## Exercise
Transcribe the data that follows in full. Leave out the pictures.

[Referring expression pointing data]
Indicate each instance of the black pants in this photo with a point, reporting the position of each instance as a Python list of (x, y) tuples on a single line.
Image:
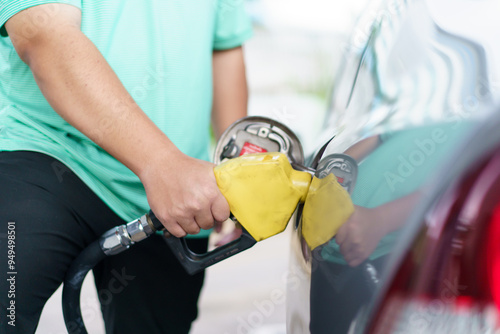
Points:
[(47, 216)]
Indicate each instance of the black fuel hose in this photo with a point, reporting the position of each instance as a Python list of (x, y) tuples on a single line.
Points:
[(73, 281)]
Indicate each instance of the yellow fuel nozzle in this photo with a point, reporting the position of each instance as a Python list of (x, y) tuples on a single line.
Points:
[(262, 190)]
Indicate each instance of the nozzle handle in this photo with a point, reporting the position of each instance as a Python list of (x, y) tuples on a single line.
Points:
[(195, 262)]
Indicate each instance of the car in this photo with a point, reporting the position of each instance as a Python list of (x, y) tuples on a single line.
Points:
[(415, 106)]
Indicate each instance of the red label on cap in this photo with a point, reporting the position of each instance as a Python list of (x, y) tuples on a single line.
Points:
[(251, 148)]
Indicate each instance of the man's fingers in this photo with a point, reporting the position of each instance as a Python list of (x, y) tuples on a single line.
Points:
[(220, 209), (204, 219), (190, 226)]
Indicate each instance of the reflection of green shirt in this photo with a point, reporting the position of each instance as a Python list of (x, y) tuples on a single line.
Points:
[(162, 53), (401, 164)]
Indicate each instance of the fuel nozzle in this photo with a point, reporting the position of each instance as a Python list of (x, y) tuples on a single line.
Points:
[(262, 190)]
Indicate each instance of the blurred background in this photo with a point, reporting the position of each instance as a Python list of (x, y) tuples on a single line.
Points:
[(291, 63)]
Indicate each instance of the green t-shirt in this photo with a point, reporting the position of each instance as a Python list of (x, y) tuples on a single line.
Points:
[(161, 51)]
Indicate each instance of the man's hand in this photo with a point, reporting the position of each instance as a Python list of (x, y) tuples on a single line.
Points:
[(183, 194), (360, 235), (80, 86)]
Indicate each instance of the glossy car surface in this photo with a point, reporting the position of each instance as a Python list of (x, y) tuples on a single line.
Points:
[(415, 105)]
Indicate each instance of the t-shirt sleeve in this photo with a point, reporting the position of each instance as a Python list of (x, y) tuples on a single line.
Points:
[(233, 26), (9, 8)]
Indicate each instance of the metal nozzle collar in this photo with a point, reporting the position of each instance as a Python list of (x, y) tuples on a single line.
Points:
[(122, 237)]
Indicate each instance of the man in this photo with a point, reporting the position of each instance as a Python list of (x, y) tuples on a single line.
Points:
[(104, 113)]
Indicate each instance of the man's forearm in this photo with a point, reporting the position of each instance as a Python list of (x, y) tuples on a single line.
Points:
[(81, 86)]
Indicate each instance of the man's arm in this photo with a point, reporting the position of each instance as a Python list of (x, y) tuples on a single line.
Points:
[(230, 89), (81, 86)]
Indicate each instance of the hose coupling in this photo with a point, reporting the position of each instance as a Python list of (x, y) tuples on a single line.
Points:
[(120, 238)]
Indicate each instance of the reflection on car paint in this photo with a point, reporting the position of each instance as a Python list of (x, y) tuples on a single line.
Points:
[(406, 98)]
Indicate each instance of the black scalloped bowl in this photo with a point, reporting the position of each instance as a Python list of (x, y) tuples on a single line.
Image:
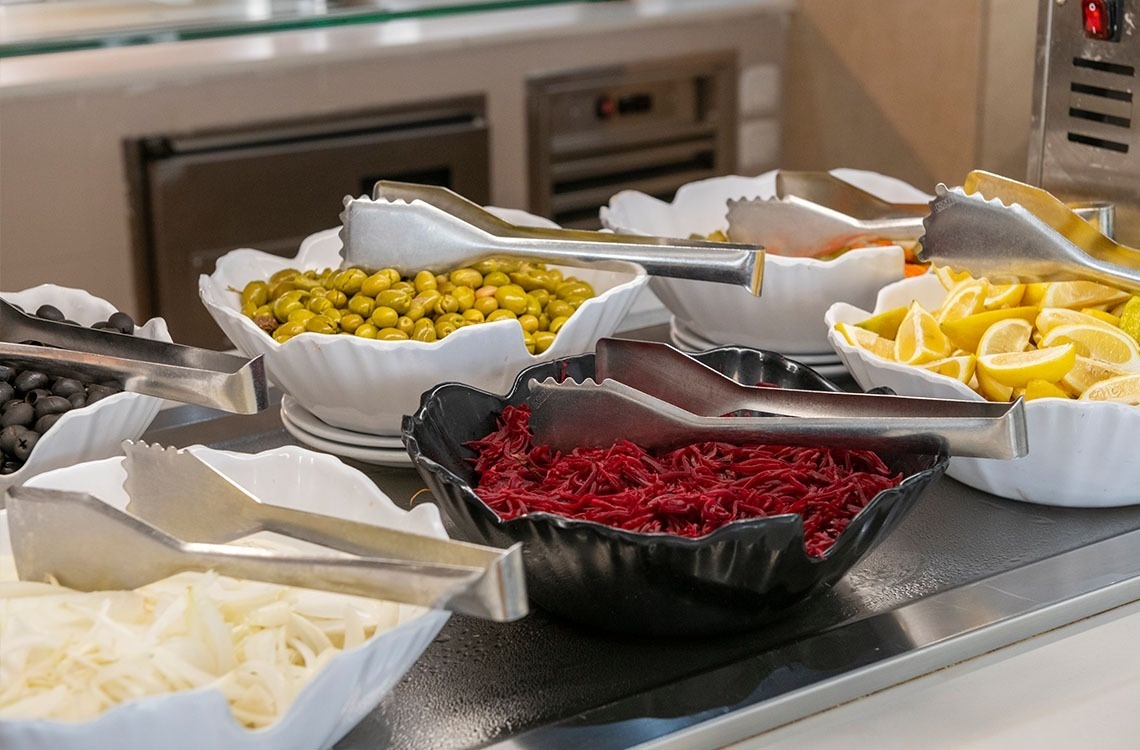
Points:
[(741, 576)]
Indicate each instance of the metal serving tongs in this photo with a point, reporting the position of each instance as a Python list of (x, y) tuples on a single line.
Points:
[(659, 397), (169, 371), (412, 227), (181, 510), (995, 227), (815, 213)]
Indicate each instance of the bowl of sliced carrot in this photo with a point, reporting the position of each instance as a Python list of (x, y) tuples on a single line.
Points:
[(701, 539)]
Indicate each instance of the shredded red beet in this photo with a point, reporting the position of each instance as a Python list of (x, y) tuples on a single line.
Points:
[(689, 491)]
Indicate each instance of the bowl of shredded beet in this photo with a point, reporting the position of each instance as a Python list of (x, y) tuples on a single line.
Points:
[(701, 539)]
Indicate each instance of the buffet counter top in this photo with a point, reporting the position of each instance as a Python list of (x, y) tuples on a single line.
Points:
[(946, 613)]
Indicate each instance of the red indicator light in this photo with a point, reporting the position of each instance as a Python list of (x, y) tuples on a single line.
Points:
[(1099, 18)]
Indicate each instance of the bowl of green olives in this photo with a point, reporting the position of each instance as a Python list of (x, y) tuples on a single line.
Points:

## Solution for this exercise
Indicate each instance of the black pants in this photo with a point, reporting the position of each instance as a Python list of (x, y) tuples on a single line.
Image:
Points:
[(47, 216)]
Indicate each instance of the black fuel hose in this photo with a point, reporting the position of each instance as a Python list of (x, y) tuples on a single line.
Points:
[(73, 281)]
Indicate each instance of the yellow fuel nozzle in this photo with a point, reporting the position of each instance as a Python list of (x, y) tuples on a single line.
Points:
[(262, 190)]
Indicate each instance of the nozzle handle in this photo with a point, reporting the position of each instance as a Python list of (x, y) tuples on a single line.
Points:
[(195, 262)]
Indicate each instance of the car in this photo with a point, reporting the position of each instance as a Python list of (x, y) tuples on a single line.
Points:
[(415, 106)]
Indicate each instance of the red label on cap in this photo with a point, reporting the position of each instance as a Python list of (x, y) tuples on a single line.
Points:
[(251, 148)]
Indicate each instance of the man's fingers in this photo with a point, reporting the position of each instance as a Python list of (x, y) tuples on a single line.
Points:
[(220, 209), (204, 219), (190, 226)]
Indicate each instance of the reflection of green shirt in this photo with a point, reporting the position of each instance as a Python list of (x, y) tuples on a single line.
Points:
[(162, 53), (401, 164)]
Indicate each instance of the fuel nozzle in this photo with a point, reporting the position of each instance as a Python list of (x, y) tuples on a single line.
Points:
[(262, 190)]
Indicate each instance of the blurred background in this photo with a point, reporting the position of each instance as a Python list of (x, y) tuples on a single line.
Points:
[(291, 63)]
Indicate each instance of the green t-shirt in this photo with a point, reporting the position of each instance as a Python list of (x, y) tuples on a single line.
Points:
[(161, 51)]
Indicate each instance of the man's hand in this photo with a point, reporting the position of each instance as a Python list of (x, y) tuples on a single line.
Points:
[(183, 194), (360, 235), (80, 86)]
Indicate each instance of the glossy car surface in this photo with a point, reporting the position of each instance as a Python list of (x, y) tuples on a single line.
Points:
[(415, 105)]
Indicate each instance of the t-shirt sleeve in this photo with a point, reporting the position of each instance as a Python list of (x, y) tuples on a single line.
Points:
[(233, 26), (9, 8)]
Indicate each instance of the metal nozzle collar in this photo with a point, reporting the position of each instance as a Python list of (x, y) tuples on a single line.
Points:
[(122, 237)]
Indicate each instance of the man in this photo with a point, reporting the position of each instance as a Python list of (x, y) tuples on a single line.
Points:
[(104, 113)]
Indicate each instance of the man's forearm in this photo with a point, reporting the position of each instance as a Python list of (x, y) tuples on a single line.
Points:
[(81, 86)]
Indicate each instance of the man's arm in this photo with a point, reporting the position of each instance as a Python list of (x, y) tuples on a single line.
Points:
[(230, 89), (81, 86)]
Indicate each instance of the hose coupling in this photo with a point, reporting the position of each instance as a Python list of (x, y) tuples on a single line.
Points:
[(120, 238)]
Indicate each instance of the reflection on car paint in this photo with a point, reporting the position of each instance as a Python list of (x, y) tuples on a single line.
Points:
[(406, 98)]
Indicate each instance of the black scalloped bowl in this photo with a point, reporting the position of each instance as a Python list of (x, y) tuples on a single line.
Image:
Points:
[(741, 576)]
Indicate each instance of the metal serving tongs in this photo with a point, reporting the position of each instance as a Python list of (x, y) tuples on a single line.
Points:
[(659, 397), (169, 371), (412, 227), (181, 510), (995, 227), (815, 213)]
Indicate each instance of the bowl of sliced carrot in this photo with a point, reporting the position of each instance as a Python list of (x, y) tuples on a single line.
Points:
[(701, 539)]
Indicate each instance of the shredded red beet in this photo with a point, reporting the position of each instance as a Python list of (x, y) tuples on a single line.
Points:
[(689, 491)]
Indicate each instance of the bowl of shredded beet in this photo with a point, reporting the position of each instance as a Python list of (x, y) tuples on a single line.
Points:
[(701, 539)]
Indicate each instance of the buffet counter top in this photo with a point, reporting the position of each instance as a Python list of (x, y) tuples on a single line.
Points:
[(946, 613)]
Indicate each instance of the red indicator light in this photo with a point, reporting the position of each instance as a Python list of (x, y) tuples on a single line.
Points:
[(1099, 18)]
Indicate each instance of the bowl of green olives in this photo with a point, reporting the position of each instance as a Python list of (x, y) tuples on a single line.
Points:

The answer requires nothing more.